[[ GIVEN TEXT, beginning ]]
I have screwed something up in the wiring for the heating elements. I fired the whole thing up and only one of the two elements on each SSR fires up, also the two indicator lamps for SSR1 and SSR2 are both dim compared to the other indicator lamps. The two elements that do fire up go full hot, I’m not sure where I’m losing the other two elements but I’m sure the dim indicator lamps are a symptom of whatever that issue is. Each element is getting full time hot from line 1, SSR1 and SSR2 each gets hot from line 2 and sends that current when the SSR is engaged. SSR1 sends its current when it is engaged to the left side and right rear heating elements, SSR2 sends its current when it is engaged to the right side and left rear heating elements. Currently only the left side and right side elements glow. I am running the SSR output from the PID to the rotary switch on the panel, to the indicator lamp, to the SSR. There are two problems I think that I need to find, one is why only one of two heating elements per SSR is heating up and the other is why the indicator lamps are dim. Other than this the panel seems to be working great, the Voltage/Amperage gauge works perfect although it’s showing low amperage because only half the heating elements are turning on. Also the timer and PID seem to be functioning just right. I haven’t programmed either of them yet but I don’t think that would cause the heating elements problem.
[[ GIVEN TEXT, end ]]
_WORK ITEM 1_:
Answer from the text on heating-element wiring:
(a) To which heating elements does SSR2 send its current when it is engaged?
(b) Which heating elements currently glow?
(c) Through what path is the SSR output from the PID run?
_WORK ITEM 2_: Extend the text on heating-element wiring, picking up right after its final sentence.
[[ RECORDED INFORMATION, beginning ]]
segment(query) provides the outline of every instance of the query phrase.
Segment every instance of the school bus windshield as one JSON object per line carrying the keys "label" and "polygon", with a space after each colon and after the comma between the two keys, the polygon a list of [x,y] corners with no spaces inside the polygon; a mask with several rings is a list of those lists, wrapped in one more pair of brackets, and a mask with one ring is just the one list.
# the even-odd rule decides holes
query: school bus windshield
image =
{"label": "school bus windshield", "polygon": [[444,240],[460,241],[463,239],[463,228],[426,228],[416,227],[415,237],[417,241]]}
[[ RECORDED INFORMATION, end ]]
_ANSWER SPACE 1_:
(a) The right side and left rear heating elements.
(b) The left side and right side elements.
(c) From the PID to the rotary switch on the panel, then to the indicator lamp, then to the SSR.

_ANSWER SPACE 2_:
I’m thinking I might try running the heating elements in series for each SSR, if nothing else it will eliminate heating element wiring as an issue.

I have an idea on the heating elements, if I got a wire switched between the two back wall heating elements they won’t turn on because there will be no way to complete the circuit. Basically I would have Line 1 hot on both sides of one heating element and Line 2 hot on both sides of the other heating element. That would prevent them from firing up, gonna disconnect all rear heating element wires in the panel and run continuity. Fingers crossed…

I was right about the rear heating elements, I got two of the wires reversed. Switched it up and now all heating elements work perfect! Also I think I figured out what’s wrong with the indicator lamps, the ones that are dim are running off the SSR output from the PID which is low voltage DC and these lamps are meant for 120-240VAC. I’m going to try grounding them to the other SSR terminal instead of the neutral AC terminal block.